— Exercise passage —
================

Generally do very few passages. In the past 2-3 per year over 1500nm. Now expect no passages with longest uninterrupted run ~500nm. Trend is to change cruising grounds then do very short hops (25-50nm) every few days. Often stay in one place for over a week. When ever feasible anchor out.
How many others here fall into the same or similar cruising pattern? If you do something else, what?
Having studied this problem for a while, I’ve arrived at the conclusion that, within acceptable tolerances*, a figure of 1 kWh per nm for propulsion makes a good starting point. So, using the middle of the 25-50 nm range, we get 37.5 nm. Add a few percentage to that to cover errors and omissions, and a comfortable number appears to be 40 kWh to cover most cruising needs, with maybe 60 kWh covering all the “short hops” running.
I’ve never gotten a clear read on how much of a budget to use for house power, parasitic loads, and what appears to be referred to as “hospital power” (a term I’m not familiar with). However, being comfortable with guessing, I’m going to budget 3 kW of continuous consumption for those loads. With 7 kW consumed for propulsion while underway, a total of 10 kW, with the appropriate amount of squinting, feels like an acceptable number (I’ll address those error bars).
Looking into generator consumption, it appears that a 16 kW generator at 3/4 load (12 kW) consumes about 1 gph. So running at 1 gph of fuel consumption should get us 7 nm, with a 20% budget for total consumption errors (12 kW produced vs. 10 kW estimated for use). Note that this doesn’t necessarily mean running at 7 knots. That 1 kW/nm depends heavily on hull shape and displacement, and might mean 5 knots in an inefficient boat.
So, running on generator for long runs, it looks like 3/4 load will produce sufficient energy to go seven miles on one gallon of fuel. That sounds like amazing efficiency, but not so far out that it’s ridiculous (how far will your boat go on 1 gallon at slow speeds?). Given that, just over 70 gallons of fuel will be consumed in one of the “long” runs of 500 nm.
I hear a lot of grumbling in the back of the room, so I’ll say this: as Hippocampus described above, a lot of this depends on hull design. But it FEELS to me like this model is a good one; a workable one.

================

— Given data —
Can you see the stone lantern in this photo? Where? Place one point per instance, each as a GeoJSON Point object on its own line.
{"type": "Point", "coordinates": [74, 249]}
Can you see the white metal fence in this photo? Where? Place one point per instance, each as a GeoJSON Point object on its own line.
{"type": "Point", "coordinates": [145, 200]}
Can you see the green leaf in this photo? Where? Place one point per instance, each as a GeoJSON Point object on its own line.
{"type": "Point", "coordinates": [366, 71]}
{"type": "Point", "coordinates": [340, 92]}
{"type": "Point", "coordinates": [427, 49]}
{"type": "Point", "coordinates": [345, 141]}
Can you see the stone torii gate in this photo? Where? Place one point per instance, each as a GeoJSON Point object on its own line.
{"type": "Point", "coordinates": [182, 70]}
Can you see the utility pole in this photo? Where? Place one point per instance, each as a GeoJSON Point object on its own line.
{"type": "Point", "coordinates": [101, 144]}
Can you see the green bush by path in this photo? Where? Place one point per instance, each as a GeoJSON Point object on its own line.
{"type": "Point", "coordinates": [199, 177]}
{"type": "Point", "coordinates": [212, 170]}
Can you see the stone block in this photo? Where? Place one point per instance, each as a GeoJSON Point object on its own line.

================

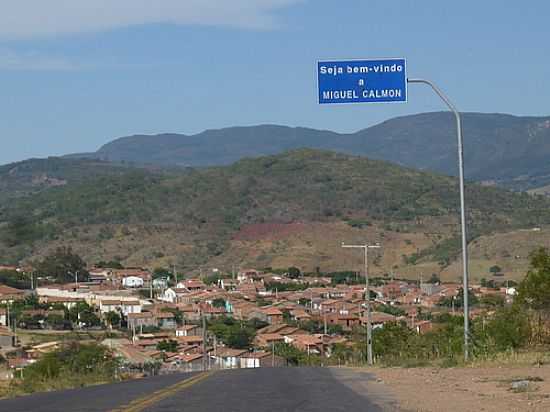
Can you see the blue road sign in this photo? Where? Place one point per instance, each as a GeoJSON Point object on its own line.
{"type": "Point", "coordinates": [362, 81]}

================

— Tasks to complete —
**a.** Answer these questions about the cruising-power post:
(i) What figure per nautical mile does the writer use as a starting point for propulsion?
(ii) How much continuous consumption does the writer budget for house power, parasitic loads and "hospital power"?
(iii) About how much fuel does a 16 kW generator consume at 3/4 load?
**b.** Reproduce word for word the part of the cruising-power post that opens with the words containing "Generally do very" and closes with "something else, what?".
Use only the cruising-power post as your source, not the lines.

— Expected responses —
**a.**
(i) 1 kWh per nm
(ii) 3 kW
(iii) About 1 gph

**b.**
Generally do very few passages. In the past 2-3 per year over 1500nm. Now expect no passages with longest uninterrupted run ~500nm. Trend is to change cruising grounds then do very short hops (25-50nm) every few days. Often stay in one place for over a week. When ever feasible anchor out.
How many others here fall into the same or similar cruising pattern? If you do something else, what?